- **RECORD SET**
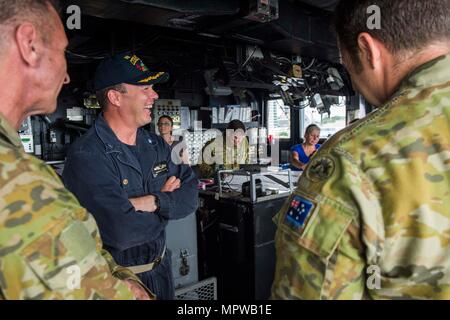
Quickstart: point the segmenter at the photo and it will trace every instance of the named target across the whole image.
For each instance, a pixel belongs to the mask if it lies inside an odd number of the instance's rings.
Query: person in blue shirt
[[[198,202],[191,168],[174,164],[169,145],[143,128],[158,99],[153,84],[167,78],[132,54],[102,61],[94,80],[102,113],[71,146],[63,172],[66,187],[94,215],[104,248],[157,299],[175,298],[165,227]]]
[[[310,124],[305,130],[305,139],[301,144],[296,144],[291,148],[292,170],[305,170],[312,155],[320,148],[320,128],[315,124]]]

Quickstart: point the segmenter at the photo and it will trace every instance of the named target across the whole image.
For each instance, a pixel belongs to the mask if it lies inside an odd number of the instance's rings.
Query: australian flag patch
[[[296,231],[300,230],[313,208],[314,204],[311,201],[294,196],[284,217],[284,223]]]

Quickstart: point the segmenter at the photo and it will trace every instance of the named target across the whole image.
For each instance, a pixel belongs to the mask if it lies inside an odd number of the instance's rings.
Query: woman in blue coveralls
[[[315,124],[310,124],[305,130],[305,140],[301,144],[296,144],[291,148],[292,170],[305,170],[312,155],[320,148],[320,128]]]
[[[188,153],[186,151],[186,144],[183,141],[183,137],[178,137],[178,140],[172,135],[173,119],[171,116],[162,115],[158,119],[157,123],[159,135],[170,146],[171,150],[175,149],[175,153],[172,154],[172,161],[174,163],[189,164]],[[178,146],[178,147],[177,147]]]

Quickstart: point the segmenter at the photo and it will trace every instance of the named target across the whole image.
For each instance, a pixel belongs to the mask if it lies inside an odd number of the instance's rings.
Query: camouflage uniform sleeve
[[[373,205],[374,189],[345,154],[322,150],[276,216],[273,299],[362,299],[366,243],[376,230],[362,230],[358,206]]]
[[[134,299],[120,278],[136,277],[102,256],[94,218],[54,171],[16,150],[1,158],[0,288],[4,298]]]

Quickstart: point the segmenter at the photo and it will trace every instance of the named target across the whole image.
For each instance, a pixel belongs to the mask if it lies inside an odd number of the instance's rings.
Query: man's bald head
[[[31,22],[39,26],[40,36],[45,43],[50,40],[52,34],[52,21],[49,20],[51,7],[59,10],[56,0],[0,0],[0,53],[7,46],[8,37],[18,25],[23,22]]]

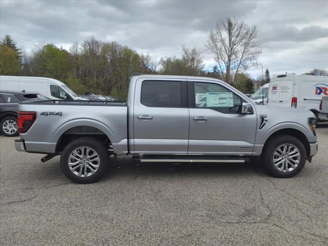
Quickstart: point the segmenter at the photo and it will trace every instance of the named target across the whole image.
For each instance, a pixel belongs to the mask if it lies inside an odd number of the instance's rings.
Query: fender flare
[[[59,138],[67,130],[74,127],[81,126],[94,127],[100,130],[108,137],[112,142],[116,142],[118,140],[115,138],[113,131],[103,123],[92,119],[79,118],[70,120],[60,126],[54,133],[52,136],[52,142],[57,142]]]
[[[284,129],[292,129],[296,130],[302,133],[308,139],[308,141],[311,142],[311,139],[309,139],[308,136],[312,134],[312,132],[310,132],[309,130],[303,126],[294,122],[284,122],[280,123],[272,127],[269,131],[266,132],[262,138],[262,144],[264,145],[268,139],[276,132]],[[313,134],[312,134],[313,135]]]

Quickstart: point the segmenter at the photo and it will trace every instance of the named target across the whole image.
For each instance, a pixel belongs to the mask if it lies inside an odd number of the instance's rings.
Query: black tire
[[[14,117],[14,116],[5,117],[1,120],[1,122],[0,123],[0,131],[1,131],[1,133],[4,135],[7,136],[7,137],[15,137],[16,136],[18,136],[19,134],[18,132],[18,128],[17,128],[17,130],[16,130],[16,131],[15,131],[14,132],[11,134],[6,132],[6,131],[5,131],[5,129],[4,129],[4,127],[5,127],[5,122],[7,121],[7,120],[13,120],[16,123],[16,126],[17,126],[17,117]]]
[[[300,155],[299,163],[296,168],[286,172],[280,171],[276,168],[273,160],[276,150],[285,144],[292,144],[297,147]],[[303,169],[306,161],[306,151],[302,142],[296,137],[288,135],[279,135],[269,139],[264,146],[261,158],[265,170],[271,175],[277,178],[290,178],[295,176]]]
[[[99,168],[90,176],[78,176],[71,171],[69,167],[68,159],[71,153],[76,149],[82,147],[94,150],[98,154],[100,160]],[[70,142],[64,148],[60,156],[60,168],[65,176],[73,182],[79,183],[92,183],[99,180],[106,172],[109,160],[109,155],[104,144],[92,137],[80,137]],[[79,170],[79,168],[78,168],[77,170]]]

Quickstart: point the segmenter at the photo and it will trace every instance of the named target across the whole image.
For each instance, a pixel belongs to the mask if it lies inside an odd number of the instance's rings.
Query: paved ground
[[[328,125],[296,177],[255,164],[135,166],[118,159],[104,178],[77,184],[59,158],[17,152],[0,136],[0,244],[328,244]]]

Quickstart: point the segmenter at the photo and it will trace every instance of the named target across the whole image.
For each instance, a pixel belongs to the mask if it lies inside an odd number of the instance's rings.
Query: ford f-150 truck
[[[260,156],[272,175],[292,177],[317,151],[309,111],[254,104],[208,77],[139,75],[127,102],[45,100],[19,104],[19,151],[61,155],[72,180],[99,179],[111,155],[141,162],[243,162]]]

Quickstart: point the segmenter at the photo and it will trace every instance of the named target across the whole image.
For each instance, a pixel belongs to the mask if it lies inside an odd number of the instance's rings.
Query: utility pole
[[[263,88],[263,66],[261,65],[262,67],[262,105],[264,105],[264,88]]]

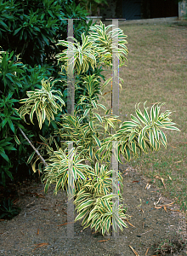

- **EXERCISE OBJECTIVE**
Write out all of the rows above word for word, leaving out the pictures.

- **TASK RESPONSE**
Quickstart: point the segmenter at the photo and it will trace every instance of the named target across the whole image.
For each instance, a pixel belongs to the mask if it lies inside an odd number of the instance's rings.
Query: person in blue shirt
[[[198,202],[191,168],[174,164],[169,145],[143,128],[158,99],[153,84],[167,78],[132,54],[102,61],[94,80],[102,113],[71,146],[63,172],[66,187],[94,215],[104,248],[157,299],[175,298],[165,227]]]
[[[310,124],[305,130],[305,139],[301,144],[296,144],[291,148],[292,170],[305,170],[312,155],[320,148],[320,128],[315,124]]]

Quickstart: point the segmenter at the photo and it will trace every instance of the named target across the whole image.
For each instance, a pixel belongs to the mask if it lies inside an odd number of the instance's rings.
Query: australian flag patch
[[[296,231],[300,230],[313,208],[314,204],[311,201],[294,196],[284,217],[284,223]]]

Quickstart: point the segmenter at the photo and it will trace every instance of the named target across the whole image.
For each instance, a pixel belongs to the mask if it lies inside an odd number of the instance's rings.
Query: woman in blue coveralls
[[[315,124],[310,124],[305,130],[305,140],[301,144],[296,144],[291,148],[292,170],[305,170],[312,155],[320,148],[320,128]]]
[[[188,153],[186,151],[186,144],[183,141],[183,137],[178,137],[178,140],[172,135],[173,119],[171,116],[162,115],[158,119],[157,123],[159,135],[170,146],[171,150],[175,149],[175,153],[172,154],[172,161],[174,163],[189,164]],[[178,146],[178,147],[177,147]]]

Quickstart: point the segmenter at the photo and it will trace every instance of the named target across the whole image.
For each instance, a pixel belongs to the mask if it lies inside an odd number of the instance's rings.
Query: camouflage uniform sleeve
[[[373,205],[374,189],[345,154],[322,150],[276,216],[273,299],[362,299],[366,243],[376,230],[362,230],[358,206]]]
[[[134,299],[120,278],[136,277],[102,256],[94,218],[54,171],[16,150],[1,158],[0,288],[4,298]]]

Quickstart: point the segmenter at the photo and it will trace every instance of the named target across the whole image.
For each instance, a pixel belongs to the mask if it lies inside an odd number of the instance's rings.
Query: man's bald head
[[[31,22],[39,26],[40,36],[45,43],[50,40],[52,34],[52,21],[49,20],[51,7],[59,10],[56,0],[0,0],[0,53],[7,46],[8,37],[18,25],[23,22]]]

Quickstart: point the segmenter at the photo and it will trace every instance of the named target across the whole image.
For each instance, a pixel belongs to the mask if it lies inside an odd number of the instance's rings.
Query: fender flare
[[[59,138],[67,130],[74,127],[81,126],[94,127],[100,130],[108,137],[112,142],[116,142],[118,140],[115,138],[113,131],[103,123],[92,119],[79,118],[70,120],[60,126],[54,133],[52,136],[52,142],[57,142]]]
[[[284,129],[292,129],[296,130],[302,133],[308,139],[308,141],[311,142],[311,139],[309,139],[308,136],[312,134],[312,132],[310,132],[309,130],[303,126],[294,122],[284,122],[280,123],[272,127],[269,131],[266,132],[262,138],[262,144],[264,145],[268,139],[276,132]],[[313,134],[312,134],[313,135]]]

Quickstart: point the segmenter at the photo and it will trace every instance of the named target across the whole image.
For each instance, a pixel belongs to the mask if it lies inside an odd number of the instance's rings.
Query: black tire
[[[14,117],[14,116],[5,117],[1,120],[1,122],[0,123],[0,131],[1,131],[1,133],[4,135],[7,136],[7,137],[15,137],[16,136],[18,136],[19,134],[18,132],[18,128],[17,128],[17,130],[16,130],[16,131],[15,131],[14,132],[11,134],[6,132],[6,131],[5,131],[5,129],[4,129],[4,127],[5,127],[5,122],[7,121],[7,120],[13,120],[16,123],[16,126],[17,126],[17,117]]]
[[[300,155],[299,163],[296,168],[286,172],[280,171],[276,168],[273,160],[276,150],[285,144],[292,144],[297,147]],[[303,169],[306,161],[306,151],[302,142],[296,137],[288,135],[279,135],[269,139],[264,146],[261,158],[265,170],[271,175],[277,178],[290,178],[295,176]]]
[[[99,168],[90,176],[78,176],[71,171],[69,167],[68,159],[71,153],[76,149],[82,147],[94,150],[98,154],[100,160]],[[70,142],[64,148],[60,156],[60,168],[65,176],[73,182],[79,183],[92,183],[99,180],[106,172],[109,160],[109,155],[104,144],[92,137],[80,137]],[[79,170],[79,168],[78,168],[77,170]]]

Quickstart: point the segmenter at the photo and it will trace every instance of the named target across the whole image.
For each instance, a pixel belongs to the mask if it lies inside an odd number of the instance's rings.
Query: paved ground
[[[328,125],[296,177],[255,164],[135,166],[118,159],[104,178],[77,184],[59,158],[17,152],[0,136],[0,244],[328,244]]]

Quickstart: point the segmenter at the photo and it will trace every instance of the named target across the whole image.
For each instance, a pixel belongs to the mask if it lies inside an odd number of the instance's rings.
Query: ford f-150 truck
[[[260,156],[272,175],[292,177],[317,151],[309,111],[254,104],[208,77],[139,75],[127,102],[45,100],[19,104],[19,151],[61,155],[72,180],[99,179],[111,155],[141,162],[243,162]]]

Quickstart: point the segmenter at the photo and it will trace every instance of the named target across the whole image.
For each instance, a pixel belongs to the mask if it lies inside an odd number of the instance's rings.
Query: utility pole
[[[263,88],[263,66],[261,65],[262,67],[262,105],[264,105],[264,88]]]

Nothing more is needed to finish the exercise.